Transcribe every line of the items below word for word, leaving out the pictures.

Items for location identification:
○ ○ ○ ○

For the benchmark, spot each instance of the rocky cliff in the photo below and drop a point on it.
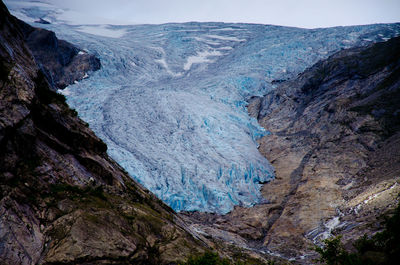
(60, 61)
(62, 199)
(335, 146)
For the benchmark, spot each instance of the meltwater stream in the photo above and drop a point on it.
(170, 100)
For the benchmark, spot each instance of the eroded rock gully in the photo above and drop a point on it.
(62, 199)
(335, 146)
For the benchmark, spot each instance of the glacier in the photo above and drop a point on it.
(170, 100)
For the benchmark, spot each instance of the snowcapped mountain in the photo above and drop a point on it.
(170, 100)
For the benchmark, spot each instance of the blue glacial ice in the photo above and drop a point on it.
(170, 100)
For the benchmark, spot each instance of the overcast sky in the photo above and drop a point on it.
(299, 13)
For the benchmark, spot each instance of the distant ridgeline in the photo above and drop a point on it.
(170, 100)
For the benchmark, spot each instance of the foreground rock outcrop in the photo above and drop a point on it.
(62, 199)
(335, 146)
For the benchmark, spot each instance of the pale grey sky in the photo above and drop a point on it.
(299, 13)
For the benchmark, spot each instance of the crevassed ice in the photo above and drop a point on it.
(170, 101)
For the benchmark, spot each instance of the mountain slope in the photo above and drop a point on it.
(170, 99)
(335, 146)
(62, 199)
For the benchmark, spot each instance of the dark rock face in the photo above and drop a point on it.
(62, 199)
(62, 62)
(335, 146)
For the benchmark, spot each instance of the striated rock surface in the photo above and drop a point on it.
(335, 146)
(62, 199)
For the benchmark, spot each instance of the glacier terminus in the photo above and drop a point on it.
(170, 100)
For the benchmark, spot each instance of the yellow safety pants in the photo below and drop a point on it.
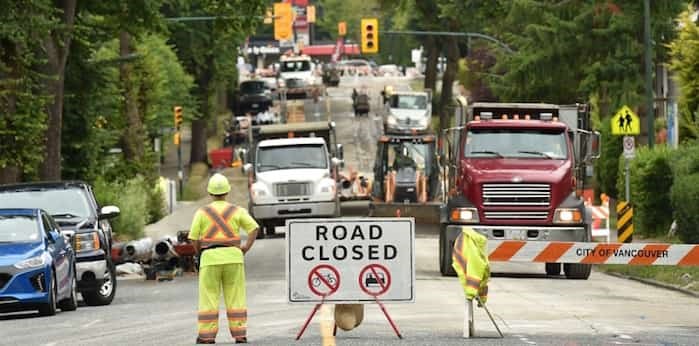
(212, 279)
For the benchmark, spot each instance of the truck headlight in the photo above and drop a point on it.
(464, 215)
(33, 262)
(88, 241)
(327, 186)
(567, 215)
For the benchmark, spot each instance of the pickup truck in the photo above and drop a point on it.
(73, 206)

○ ○ ○ ○

■ PROBLEM SOLUTION ■
For the benchmark, spot each instance of the rocky cliff in the photo below and drop a point on it.
(60, 61)
(62, 199)
(335, 146)
For the benchmark, spot each instance of the meltwater stream in the photo above and drop a point on it.
(170, 100)
For the benchmark, spot each instance of the eroded rock gully in the photo above and drop a point on it.
(62, 199)
(335, 146)
For the benchmark, spot each instance of the glacier in the photo above and drop a point on it.
(170, 100)
For the benchmark, spot each instance of the snowcapped mountain in the photo above and drop a point on it.
(170, 100)
For the benchmark, spot each instance of the blue glacial ice in the photo above and drop a point on it.
(170, 100)
For the benchmark, spot each instance of the overcast sky in the photo above and drop a point on it.
(299, 13)
For the benchmark, spot each instance of the distant ridgeline in the photo above and drop a point on it.
(170, 100)
For the benchmark, spot each instance of the foreground rock outcrop in the photo above and drop a point on it.
(62, 199)
(335, 146)
For the benchmark, spot each instance of the pale grey sky in the photo above and drop a point on it.
(299, 13)
For the benchmark, spot each instance of the crevassed ice in the photo above and drop a point on it.
(170, 101)
For the benchmark, spot each instance of the mountain slope in the photo above and drop a point on it.
(170, 99)
(335, 146)
(62, 199)
For the benchmark, spot each instance of the dark rock face in the photo above and drop a point on it.
(62, 199)
(62, 62)
(335, 146)
For the benchmark, spot each instance of the striated rock surface in the photo above and drop a point on it.
(335, 146)
(62, 199)
For the benchmark, spot each instance of the glacier terminus in the photo above and drop a point on it.
(170, 100)
For the benchmark, spot each instance of the yellow safety pants in the photo below and drop a point on it.
(212, 279)
For the benchmark, spot each instance of the truck headlight in the photo above and drop a point on it.
(464, 215)
(33, 262)
(88, 241)
(327, 186)
(567, 215)
For the benchmark, spot each instance of the pickup truck in the photo above and drop a point on it.
(73, 206)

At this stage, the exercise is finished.